PROBLEM TO WORK ON: Copy out the records below, replacing every "Target" with "Label" and leaving everything else as it is.

RAW DATA:
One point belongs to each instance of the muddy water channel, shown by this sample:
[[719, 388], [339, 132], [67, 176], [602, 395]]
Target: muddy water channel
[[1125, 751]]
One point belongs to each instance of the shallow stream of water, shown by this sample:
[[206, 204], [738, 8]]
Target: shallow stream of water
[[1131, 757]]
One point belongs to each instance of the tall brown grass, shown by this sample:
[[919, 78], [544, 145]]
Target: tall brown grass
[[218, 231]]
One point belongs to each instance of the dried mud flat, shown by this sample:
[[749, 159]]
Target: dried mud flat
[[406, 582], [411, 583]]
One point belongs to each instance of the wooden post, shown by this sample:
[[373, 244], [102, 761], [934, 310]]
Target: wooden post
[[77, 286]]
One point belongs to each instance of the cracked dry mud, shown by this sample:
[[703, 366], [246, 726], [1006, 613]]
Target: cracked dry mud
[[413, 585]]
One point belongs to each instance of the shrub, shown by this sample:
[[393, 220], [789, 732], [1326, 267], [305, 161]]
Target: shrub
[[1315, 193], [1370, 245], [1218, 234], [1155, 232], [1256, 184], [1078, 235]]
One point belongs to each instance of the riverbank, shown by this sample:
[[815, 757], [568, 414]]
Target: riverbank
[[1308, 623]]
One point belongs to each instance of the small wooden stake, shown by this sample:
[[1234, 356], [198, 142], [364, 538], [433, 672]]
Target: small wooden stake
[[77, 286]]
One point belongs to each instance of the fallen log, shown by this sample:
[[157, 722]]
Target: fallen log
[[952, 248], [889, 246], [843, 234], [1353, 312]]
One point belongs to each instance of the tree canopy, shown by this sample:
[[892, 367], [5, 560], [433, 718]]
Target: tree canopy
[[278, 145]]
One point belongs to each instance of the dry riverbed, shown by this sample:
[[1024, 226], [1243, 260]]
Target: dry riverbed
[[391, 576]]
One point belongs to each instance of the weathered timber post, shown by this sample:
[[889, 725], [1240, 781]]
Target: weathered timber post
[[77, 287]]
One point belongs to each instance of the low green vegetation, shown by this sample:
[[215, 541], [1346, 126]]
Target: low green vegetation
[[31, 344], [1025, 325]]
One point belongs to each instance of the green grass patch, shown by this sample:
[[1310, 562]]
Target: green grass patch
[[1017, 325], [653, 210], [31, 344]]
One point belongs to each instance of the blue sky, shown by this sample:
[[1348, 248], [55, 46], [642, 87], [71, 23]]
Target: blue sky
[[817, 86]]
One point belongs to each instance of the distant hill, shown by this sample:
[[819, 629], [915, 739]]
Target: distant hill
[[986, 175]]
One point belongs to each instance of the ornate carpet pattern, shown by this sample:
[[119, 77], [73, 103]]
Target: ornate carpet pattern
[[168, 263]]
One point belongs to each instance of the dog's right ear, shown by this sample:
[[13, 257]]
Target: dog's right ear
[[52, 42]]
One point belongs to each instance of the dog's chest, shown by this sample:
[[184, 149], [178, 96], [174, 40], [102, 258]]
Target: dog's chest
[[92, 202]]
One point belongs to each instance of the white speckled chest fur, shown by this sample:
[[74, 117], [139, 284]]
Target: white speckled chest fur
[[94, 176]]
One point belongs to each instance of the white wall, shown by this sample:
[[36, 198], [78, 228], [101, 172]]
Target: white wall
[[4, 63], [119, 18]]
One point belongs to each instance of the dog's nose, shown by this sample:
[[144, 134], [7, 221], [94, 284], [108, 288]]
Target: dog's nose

THE COMPLETED TASK:
One point belongs to each instance of the muddy water channel, shown by this sample:
[[719, 388], [339, 132], [67, 176], [602, 395]]
Label: muddy water channel
[[1125, 751]]
One point belongs to each instance of the shallow stream of water, shown by this sample:
[[206, 204], [738, 8]]
Label: shallow stream of water
[[1131, 757]]
One point belongs to each instance of the tall brown grass, shown by this sample:
[[919, 78], [544, 145]]
Label: tall brown grass
[[218, 231]]
One point belongs to each instance of the dried mud flat, shown by this sample:
[[749, 159]]
Label: dried mud flat
[[406, 582], [411, 583]]
One point belongs to each instance of the wooden post, shown by this sample:
[[373, 244], [102, 761], [934, 310]]
Label: wooden post
[[77, 286]]
One point belongs to each instance of the cracked dry mud, shown by this sample:
[[703, 366], [246, 726], [1006, 613]]
Label: cracked dry mud
[[413, 585]]
One point belongs to each instance of the shrub, shown by this sample:
[[393, 220], [789, 732], [1326, 267], [305, 161]]
Label: shrub
[[1315, 193], [1370, 245], [1218, 234], [1155, 232], [1256, 184], [1078, 235]]
One point belongs to each instance of the riverbank, shown by this sample:
[[815, 757], [568, 414]]
Label: riverbank
[[1308, 623]]
One point belongs to each instance of the small wooden stake, shown by this sample:
[[1234, 356], [198, 142], [364, 538], [433, 672]]
Label: small wooden stake
[[77, 286]]
One point belongs to each instance of the fallen log, shown by this sample:
[[157, 722]]
Label: fallen log
[[952, 248], [889, 246], [843, 234], [1353, 312]]
One point belongs to each instance of the tree canopy, shown by this sample:
[[892, 367], [5, 560], [433, 718]]
Label: tree canopy
[[278, 145]]
One point belongs to each instance of the dry riverbed, shown by this sample:
[[1024, 226], [1243, 260]]
Label: dry riverbed
[[391, 576]]
One point belongs to each instance of the weathered timber post, shown by this sample:
[[889, 725], [1240, 781]]
Label: weathered timber post
[[77, 287]]
One point belongs to each instance of the low green vegetation, shown by this sample:
[[215, 541], [1346, 126]]
Label: low green vegetation
[[31, 344], [1025, 325]]
One point belongs to each instance of the green grass patch, shown by this sample:
[[1310, 562]]
Label: green grass patch
[[1017, 325], [653, 210], [31, 344]]
One point belongs to each instance of the blue sky, shown by this sample:
[[1348, 248], [55, 46], [642, 87], [71, 23]]
Label: blue sky
[[817, 86]]
One point belongs to each instance of the distant hill, shown by this sample:
[[819, 629], [915, 739]]
Label: distant hill
[[986, 175]]
One point belongs to each instance of the ornate carpet pattern, shown by this sample:
[[119, 77], [73, 103]]
Label: ornate carpet pattern
[[168, 263]]
One point belongs to each instance of the dog's right ear, shown by this sample:
[[13, 257]]
Label: dog's right ear
[[52, 42]]
One point belongs to each instance of the dog's chest, shown by this sample:
[[184, 149], [178, 96], [174, 40], [102, 258]]
Label: dog's chest
[[92, 202]]
One point belongs to each instance of the white speckled chest fur, shown by this sample:
[[74, 117], [139, 284]]
Label: white speckled chest fur
[[94, 176]]
One point belongs to each instance of the white wall, shown by this sample:
[[36, 198], [78, 228], [101, 172]]
Label: white wall
[[4, 63], [119, 18]]
One point belongs to each instance of the dog's nose, shown by this sample:
[[144, 134], [7, 221], [94, 284], [108, 288]]
Label: dog's nose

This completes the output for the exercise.